>> START Document segment
You can attach more detailed store lists, route ideas, or decks as needed, yet the main brief should fit in a small packet. If your brief feels heavy, check whether you are repeating content from other documents that the agency can read later.

Common mistakes in experiential briefs

After seeing many briefs from CPG, beverage, and health brands, a few patterns show up again and again.

  • Big brand language with no clear business ask.
  • Complex decks that hide the budget and timing.
  • Conflicting goals such as “impress buyers” and “do this very cheap.”
  • No mention of retail or store lists when in store lift is the real goal.
  • Vague lines about measurement with no actual plan for reports.

Most of these problems come from teams rushing to get the brief out or copying old templates without updating them. Building your own simple version and reusing it will already put you ahead of many peers.

Turning the brief into a working relationship

A good brief is the start of a conversation, not the final word. Once you send it, make space for the agency to ask questions and suggest options you did not think about.

  • Hold a short call to walk through the brief together.
  • Invite clarifying questions about goal and budget, not only creative.
>> END Document segment
Copy out the entire text on writing experiential briefs, word for word. The saved data entries have no connection to the text about experiential briefs.
>> START Given information
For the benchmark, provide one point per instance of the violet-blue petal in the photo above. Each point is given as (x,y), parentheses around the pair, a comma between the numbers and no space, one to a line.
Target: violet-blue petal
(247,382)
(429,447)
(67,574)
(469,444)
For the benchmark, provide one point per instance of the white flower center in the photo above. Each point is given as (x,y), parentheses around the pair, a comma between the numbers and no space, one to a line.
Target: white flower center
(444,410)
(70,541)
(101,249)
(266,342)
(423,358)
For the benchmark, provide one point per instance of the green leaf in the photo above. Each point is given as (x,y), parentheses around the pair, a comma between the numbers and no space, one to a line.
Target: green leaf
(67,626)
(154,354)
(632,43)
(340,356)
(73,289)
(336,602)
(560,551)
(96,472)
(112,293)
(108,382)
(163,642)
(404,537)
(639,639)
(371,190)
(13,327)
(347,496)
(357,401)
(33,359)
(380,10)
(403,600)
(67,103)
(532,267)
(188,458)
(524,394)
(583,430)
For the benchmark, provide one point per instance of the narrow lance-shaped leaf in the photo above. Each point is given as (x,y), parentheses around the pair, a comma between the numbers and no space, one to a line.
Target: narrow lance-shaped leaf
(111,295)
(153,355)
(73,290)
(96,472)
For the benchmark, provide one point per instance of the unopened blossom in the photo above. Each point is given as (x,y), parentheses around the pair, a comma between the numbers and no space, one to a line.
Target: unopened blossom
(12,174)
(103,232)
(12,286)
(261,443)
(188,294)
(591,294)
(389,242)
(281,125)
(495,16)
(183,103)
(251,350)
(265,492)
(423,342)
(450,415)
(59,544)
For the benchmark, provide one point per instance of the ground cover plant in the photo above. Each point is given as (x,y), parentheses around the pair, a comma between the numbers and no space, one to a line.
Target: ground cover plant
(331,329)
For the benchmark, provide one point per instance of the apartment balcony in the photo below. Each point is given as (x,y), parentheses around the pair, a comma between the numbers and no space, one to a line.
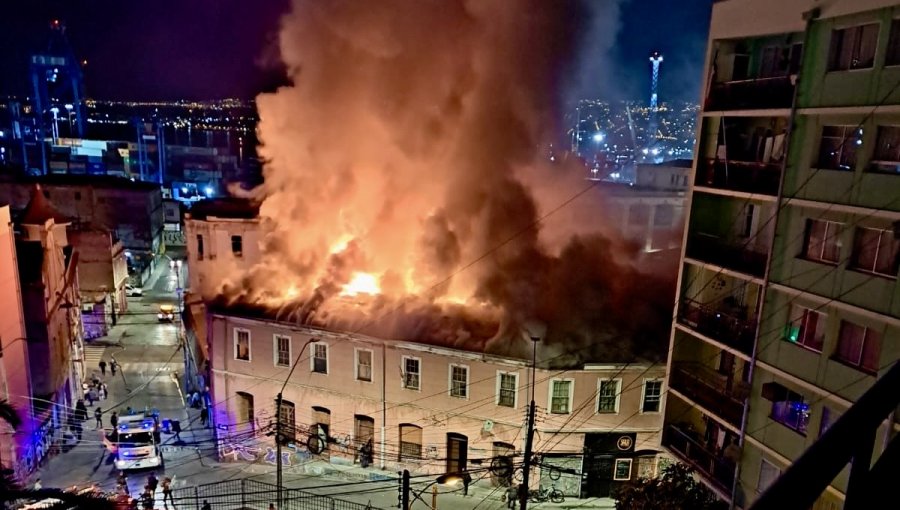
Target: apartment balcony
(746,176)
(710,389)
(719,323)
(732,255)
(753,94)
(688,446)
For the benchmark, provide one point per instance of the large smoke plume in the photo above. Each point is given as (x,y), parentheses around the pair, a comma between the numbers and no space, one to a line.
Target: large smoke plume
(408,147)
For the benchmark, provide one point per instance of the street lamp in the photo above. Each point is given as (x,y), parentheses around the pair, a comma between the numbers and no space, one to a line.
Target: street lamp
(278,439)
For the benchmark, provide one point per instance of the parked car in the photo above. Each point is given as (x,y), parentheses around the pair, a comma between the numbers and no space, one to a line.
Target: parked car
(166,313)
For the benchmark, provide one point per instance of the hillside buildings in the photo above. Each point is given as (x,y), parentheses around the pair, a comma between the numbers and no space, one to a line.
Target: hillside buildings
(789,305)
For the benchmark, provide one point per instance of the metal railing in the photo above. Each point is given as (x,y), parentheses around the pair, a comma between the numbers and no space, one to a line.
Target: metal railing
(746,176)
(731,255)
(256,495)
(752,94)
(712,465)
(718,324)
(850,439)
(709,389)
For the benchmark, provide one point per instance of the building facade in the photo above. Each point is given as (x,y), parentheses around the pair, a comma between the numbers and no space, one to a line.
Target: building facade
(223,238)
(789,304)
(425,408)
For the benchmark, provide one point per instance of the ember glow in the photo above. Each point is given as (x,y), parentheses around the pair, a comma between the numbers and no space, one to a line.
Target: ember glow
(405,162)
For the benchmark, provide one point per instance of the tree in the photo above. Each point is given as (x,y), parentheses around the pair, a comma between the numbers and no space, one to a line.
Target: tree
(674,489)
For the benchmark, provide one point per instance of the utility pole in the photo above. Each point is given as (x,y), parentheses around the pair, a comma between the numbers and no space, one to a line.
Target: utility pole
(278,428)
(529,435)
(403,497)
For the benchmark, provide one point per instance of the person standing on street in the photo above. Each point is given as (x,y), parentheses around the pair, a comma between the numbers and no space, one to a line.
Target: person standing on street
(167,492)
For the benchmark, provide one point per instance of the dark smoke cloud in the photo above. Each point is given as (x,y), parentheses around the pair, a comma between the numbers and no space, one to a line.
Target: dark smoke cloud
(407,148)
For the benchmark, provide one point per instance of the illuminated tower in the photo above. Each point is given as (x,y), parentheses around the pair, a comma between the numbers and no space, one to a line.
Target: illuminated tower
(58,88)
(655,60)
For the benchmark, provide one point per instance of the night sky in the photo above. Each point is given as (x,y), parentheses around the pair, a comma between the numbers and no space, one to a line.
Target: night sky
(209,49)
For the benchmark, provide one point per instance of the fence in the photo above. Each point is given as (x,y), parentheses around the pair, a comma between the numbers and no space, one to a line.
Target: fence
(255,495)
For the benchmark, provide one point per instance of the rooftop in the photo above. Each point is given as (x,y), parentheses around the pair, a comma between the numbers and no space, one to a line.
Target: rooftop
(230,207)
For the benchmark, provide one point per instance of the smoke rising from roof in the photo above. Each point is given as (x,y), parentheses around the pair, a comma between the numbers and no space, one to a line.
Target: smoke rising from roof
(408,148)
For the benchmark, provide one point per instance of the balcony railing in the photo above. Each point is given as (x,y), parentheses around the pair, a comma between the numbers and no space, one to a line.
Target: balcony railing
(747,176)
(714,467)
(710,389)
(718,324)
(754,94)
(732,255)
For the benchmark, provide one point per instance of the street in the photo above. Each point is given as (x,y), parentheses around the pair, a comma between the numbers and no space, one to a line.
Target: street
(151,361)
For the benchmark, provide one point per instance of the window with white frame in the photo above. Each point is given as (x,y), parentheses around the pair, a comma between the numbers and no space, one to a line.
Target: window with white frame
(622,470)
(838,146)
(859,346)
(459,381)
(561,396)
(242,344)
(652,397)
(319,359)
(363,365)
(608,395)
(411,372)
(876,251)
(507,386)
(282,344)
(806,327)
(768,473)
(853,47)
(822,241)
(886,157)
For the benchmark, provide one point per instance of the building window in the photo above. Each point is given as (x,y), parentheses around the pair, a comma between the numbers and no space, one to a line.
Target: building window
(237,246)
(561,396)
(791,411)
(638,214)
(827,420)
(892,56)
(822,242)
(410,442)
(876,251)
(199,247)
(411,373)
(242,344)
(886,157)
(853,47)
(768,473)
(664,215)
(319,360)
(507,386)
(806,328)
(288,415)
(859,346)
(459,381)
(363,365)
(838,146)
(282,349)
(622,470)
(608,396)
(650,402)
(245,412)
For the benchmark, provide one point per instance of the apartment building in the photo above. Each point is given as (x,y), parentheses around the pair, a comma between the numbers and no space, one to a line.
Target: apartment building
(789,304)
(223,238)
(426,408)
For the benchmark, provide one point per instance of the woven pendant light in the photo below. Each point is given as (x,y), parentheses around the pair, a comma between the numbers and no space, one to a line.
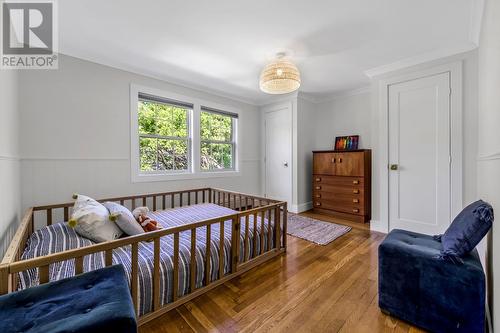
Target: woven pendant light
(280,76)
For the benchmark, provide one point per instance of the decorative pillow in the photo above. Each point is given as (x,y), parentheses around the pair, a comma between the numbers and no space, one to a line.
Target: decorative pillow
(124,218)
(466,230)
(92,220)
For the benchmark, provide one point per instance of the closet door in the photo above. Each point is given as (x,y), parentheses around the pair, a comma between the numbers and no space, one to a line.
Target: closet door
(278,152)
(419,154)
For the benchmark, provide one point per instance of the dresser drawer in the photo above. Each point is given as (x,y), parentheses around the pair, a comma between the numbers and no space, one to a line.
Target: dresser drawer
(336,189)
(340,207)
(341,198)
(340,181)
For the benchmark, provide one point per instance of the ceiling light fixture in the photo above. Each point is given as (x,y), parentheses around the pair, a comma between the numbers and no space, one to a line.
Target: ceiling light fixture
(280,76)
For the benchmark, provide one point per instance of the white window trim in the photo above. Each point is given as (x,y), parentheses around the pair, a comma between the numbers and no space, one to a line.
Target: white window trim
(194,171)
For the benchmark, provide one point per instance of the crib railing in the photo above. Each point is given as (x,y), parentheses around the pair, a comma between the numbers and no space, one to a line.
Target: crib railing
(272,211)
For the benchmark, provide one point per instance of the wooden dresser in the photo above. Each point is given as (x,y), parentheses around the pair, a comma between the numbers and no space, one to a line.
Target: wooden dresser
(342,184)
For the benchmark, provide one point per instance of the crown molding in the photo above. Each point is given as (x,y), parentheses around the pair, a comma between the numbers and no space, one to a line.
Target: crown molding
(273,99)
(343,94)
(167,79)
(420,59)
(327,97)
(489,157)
>> END Given information
>> START Given information
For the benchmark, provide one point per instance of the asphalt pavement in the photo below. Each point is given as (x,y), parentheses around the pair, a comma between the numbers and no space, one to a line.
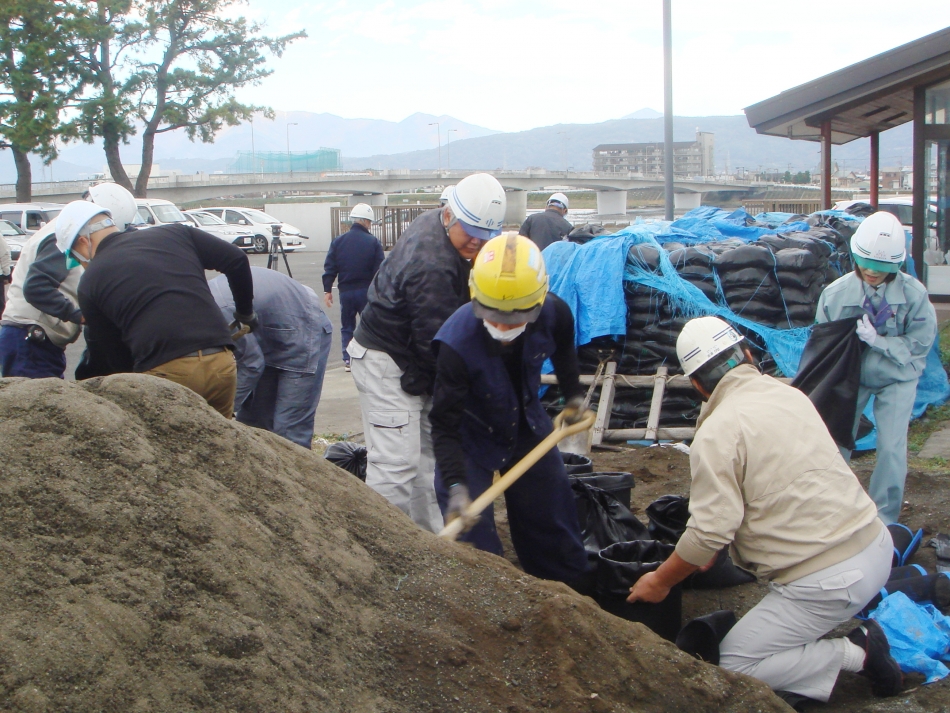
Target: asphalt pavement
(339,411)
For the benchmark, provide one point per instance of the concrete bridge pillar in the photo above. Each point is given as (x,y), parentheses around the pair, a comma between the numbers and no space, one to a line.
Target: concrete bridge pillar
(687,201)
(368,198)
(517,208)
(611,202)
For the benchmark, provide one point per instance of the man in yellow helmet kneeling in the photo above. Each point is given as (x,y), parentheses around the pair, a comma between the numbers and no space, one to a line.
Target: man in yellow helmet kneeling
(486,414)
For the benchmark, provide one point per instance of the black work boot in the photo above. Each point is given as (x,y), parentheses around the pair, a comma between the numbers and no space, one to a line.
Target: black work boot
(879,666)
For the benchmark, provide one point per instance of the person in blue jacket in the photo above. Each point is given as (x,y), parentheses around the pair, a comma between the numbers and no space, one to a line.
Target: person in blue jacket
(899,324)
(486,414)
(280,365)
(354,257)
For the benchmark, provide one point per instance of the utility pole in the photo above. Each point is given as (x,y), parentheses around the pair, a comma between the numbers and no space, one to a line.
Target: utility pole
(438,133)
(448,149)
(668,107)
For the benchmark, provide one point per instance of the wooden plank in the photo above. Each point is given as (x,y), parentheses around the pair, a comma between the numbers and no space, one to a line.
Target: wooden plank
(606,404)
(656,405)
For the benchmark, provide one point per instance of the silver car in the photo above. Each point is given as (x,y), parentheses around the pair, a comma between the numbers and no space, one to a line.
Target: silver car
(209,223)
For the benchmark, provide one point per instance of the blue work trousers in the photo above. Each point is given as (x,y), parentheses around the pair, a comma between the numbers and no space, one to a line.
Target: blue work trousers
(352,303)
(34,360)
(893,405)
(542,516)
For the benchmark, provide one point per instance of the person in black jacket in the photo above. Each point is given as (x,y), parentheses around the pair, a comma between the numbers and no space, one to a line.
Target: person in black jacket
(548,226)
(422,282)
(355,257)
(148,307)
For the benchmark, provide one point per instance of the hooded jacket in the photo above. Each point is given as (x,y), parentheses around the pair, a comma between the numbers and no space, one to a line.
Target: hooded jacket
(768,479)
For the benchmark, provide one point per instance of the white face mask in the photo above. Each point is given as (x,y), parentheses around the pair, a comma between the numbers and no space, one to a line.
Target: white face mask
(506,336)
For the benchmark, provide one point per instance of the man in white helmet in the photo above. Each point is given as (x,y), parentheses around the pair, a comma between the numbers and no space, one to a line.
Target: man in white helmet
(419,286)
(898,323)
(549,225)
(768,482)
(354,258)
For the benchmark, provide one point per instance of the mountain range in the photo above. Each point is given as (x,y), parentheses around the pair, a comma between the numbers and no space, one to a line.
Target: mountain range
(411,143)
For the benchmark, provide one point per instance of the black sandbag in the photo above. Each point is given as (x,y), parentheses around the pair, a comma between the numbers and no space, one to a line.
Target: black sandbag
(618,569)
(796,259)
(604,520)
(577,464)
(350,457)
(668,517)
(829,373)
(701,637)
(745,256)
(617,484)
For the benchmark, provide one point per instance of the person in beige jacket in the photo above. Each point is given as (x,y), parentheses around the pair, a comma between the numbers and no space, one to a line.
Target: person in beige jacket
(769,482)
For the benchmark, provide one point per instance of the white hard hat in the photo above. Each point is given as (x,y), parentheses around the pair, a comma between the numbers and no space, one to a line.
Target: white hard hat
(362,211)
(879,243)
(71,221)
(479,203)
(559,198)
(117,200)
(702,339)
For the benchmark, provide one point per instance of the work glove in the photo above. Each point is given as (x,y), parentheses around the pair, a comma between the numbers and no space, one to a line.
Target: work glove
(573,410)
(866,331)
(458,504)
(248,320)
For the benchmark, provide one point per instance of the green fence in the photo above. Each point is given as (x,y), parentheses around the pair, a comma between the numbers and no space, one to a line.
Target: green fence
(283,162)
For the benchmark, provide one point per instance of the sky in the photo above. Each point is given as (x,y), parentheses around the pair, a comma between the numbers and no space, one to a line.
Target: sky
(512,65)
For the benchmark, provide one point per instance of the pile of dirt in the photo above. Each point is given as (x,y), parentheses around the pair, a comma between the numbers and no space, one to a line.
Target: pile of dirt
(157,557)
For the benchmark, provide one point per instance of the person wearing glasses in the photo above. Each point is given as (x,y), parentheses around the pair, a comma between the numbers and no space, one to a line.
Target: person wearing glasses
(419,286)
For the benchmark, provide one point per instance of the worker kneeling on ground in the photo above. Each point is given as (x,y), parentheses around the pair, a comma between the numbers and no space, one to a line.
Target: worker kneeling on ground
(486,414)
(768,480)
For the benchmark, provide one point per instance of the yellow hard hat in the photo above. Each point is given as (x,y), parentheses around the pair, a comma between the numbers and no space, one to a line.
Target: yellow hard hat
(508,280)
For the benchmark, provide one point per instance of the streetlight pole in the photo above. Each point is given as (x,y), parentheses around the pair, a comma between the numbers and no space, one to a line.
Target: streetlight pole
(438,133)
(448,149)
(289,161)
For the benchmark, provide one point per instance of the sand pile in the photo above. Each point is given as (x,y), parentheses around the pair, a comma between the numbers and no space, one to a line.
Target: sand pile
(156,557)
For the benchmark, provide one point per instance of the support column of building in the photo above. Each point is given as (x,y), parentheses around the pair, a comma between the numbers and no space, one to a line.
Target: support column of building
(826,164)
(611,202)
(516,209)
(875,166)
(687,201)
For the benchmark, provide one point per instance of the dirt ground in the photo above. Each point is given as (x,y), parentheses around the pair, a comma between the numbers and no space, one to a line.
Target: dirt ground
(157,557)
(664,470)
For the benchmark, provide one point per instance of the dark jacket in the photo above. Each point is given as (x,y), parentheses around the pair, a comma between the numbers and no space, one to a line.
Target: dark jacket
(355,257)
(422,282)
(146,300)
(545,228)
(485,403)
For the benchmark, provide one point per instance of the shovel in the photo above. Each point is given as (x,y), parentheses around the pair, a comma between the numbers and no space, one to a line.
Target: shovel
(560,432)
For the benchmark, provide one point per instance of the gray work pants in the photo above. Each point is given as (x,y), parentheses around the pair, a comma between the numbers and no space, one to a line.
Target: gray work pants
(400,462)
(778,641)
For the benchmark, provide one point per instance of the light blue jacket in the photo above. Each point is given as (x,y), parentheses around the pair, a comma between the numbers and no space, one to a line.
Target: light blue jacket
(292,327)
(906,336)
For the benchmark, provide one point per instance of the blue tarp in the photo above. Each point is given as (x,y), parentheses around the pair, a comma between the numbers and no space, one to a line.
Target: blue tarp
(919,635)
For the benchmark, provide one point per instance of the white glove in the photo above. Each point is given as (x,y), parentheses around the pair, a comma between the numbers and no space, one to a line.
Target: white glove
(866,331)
>> END Given information
>> START Given information
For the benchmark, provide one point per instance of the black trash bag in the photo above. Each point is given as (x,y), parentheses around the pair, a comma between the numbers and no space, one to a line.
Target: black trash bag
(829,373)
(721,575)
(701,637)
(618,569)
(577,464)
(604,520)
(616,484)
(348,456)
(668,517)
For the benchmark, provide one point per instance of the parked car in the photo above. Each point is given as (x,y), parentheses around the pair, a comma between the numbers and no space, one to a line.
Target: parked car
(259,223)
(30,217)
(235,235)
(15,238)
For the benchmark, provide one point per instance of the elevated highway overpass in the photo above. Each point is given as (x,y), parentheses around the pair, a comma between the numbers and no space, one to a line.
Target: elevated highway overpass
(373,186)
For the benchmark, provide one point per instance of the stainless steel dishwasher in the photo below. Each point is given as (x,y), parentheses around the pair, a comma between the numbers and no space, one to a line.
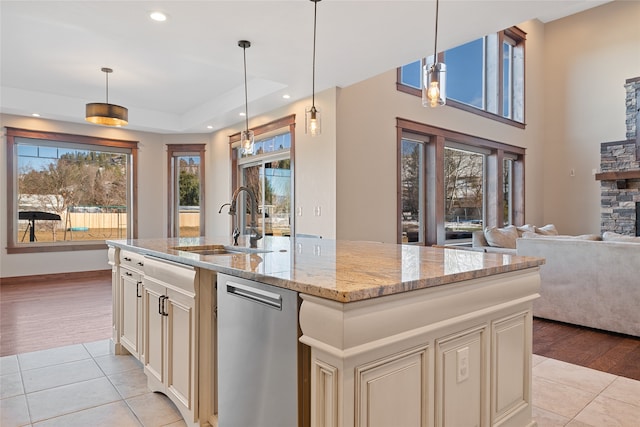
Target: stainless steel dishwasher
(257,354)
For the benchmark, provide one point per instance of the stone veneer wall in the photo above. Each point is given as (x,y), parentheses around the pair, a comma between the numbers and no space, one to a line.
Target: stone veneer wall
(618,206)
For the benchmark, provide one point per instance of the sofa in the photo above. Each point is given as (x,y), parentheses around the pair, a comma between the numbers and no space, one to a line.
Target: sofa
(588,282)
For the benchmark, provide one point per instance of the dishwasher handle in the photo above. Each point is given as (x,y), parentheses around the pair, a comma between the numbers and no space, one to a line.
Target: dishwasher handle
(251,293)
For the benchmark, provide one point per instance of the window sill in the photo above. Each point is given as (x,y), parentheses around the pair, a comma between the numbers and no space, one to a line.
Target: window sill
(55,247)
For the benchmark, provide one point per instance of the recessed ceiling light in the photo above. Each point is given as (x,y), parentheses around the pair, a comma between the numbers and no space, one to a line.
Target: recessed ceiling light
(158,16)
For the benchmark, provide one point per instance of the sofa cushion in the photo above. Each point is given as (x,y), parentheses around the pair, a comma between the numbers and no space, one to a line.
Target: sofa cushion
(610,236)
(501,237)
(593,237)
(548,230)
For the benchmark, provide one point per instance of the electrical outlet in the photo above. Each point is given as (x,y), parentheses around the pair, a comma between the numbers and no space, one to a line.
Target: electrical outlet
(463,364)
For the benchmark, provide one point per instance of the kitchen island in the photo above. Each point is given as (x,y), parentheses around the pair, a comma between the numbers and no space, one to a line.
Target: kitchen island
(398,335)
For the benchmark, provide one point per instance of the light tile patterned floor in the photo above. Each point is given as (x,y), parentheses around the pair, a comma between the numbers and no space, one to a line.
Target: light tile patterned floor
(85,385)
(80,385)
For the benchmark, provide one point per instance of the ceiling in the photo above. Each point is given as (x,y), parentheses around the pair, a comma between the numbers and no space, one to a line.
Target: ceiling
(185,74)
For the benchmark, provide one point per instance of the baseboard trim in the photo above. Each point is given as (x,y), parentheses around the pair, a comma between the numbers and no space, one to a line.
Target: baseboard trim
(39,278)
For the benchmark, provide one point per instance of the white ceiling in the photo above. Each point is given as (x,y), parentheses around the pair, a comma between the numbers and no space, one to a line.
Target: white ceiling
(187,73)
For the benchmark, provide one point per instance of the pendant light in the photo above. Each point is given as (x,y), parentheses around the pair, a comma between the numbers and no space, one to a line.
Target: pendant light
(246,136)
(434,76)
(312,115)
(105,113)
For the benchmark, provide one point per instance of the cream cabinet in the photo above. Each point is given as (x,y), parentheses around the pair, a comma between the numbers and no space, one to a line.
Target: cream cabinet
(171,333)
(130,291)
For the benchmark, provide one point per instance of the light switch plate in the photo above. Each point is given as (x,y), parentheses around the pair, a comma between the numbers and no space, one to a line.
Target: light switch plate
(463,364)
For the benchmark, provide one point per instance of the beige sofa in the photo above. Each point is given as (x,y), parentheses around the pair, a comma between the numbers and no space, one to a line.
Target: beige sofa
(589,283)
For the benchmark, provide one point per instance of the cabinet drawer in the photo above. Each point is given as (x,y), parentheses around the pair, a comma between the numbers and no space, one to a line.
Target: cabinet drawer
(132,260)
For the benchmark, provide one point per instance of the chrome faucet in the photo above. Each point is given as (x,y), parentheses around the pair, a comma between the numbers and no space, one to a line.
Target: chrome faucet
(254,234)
>> END Given information
The answer -
You can attach more detailed store lists, route ideas, or decks as needed, yet the main brief should fit in a small packet. If your brief feels heavy, check whether you are repeating content from other documents that the agency can read later.

Common mistakes in experiential briefs

After seeing many briefs from CPG, beverage, and health brands, a few patterns show up again and again.

  • Big brand language with no clear business ask.
  • Complex decks that hide the budget and timing.
  • Conflicting goals such as “impress buyers” and “do this very cheap.”
  • No mention of retail or store lists when in store lift is the real goal.
  • Vague lines about measurement with no actual plan for reports.

Most of these problems come from teams rushing to get the brief out or copying old templates without updating them. Building your own simple version and reusing it will already put you ahead of many peers.

Turning the brief into a working relationship

A good brief is the start of a conversation, not the final word. Once you send it, make space for the agency to ask questions and suggest options you did not think about.

  • Hold a short call to walk through the brief together.
  • Invite clarifying questions about goal and budget, not only creative.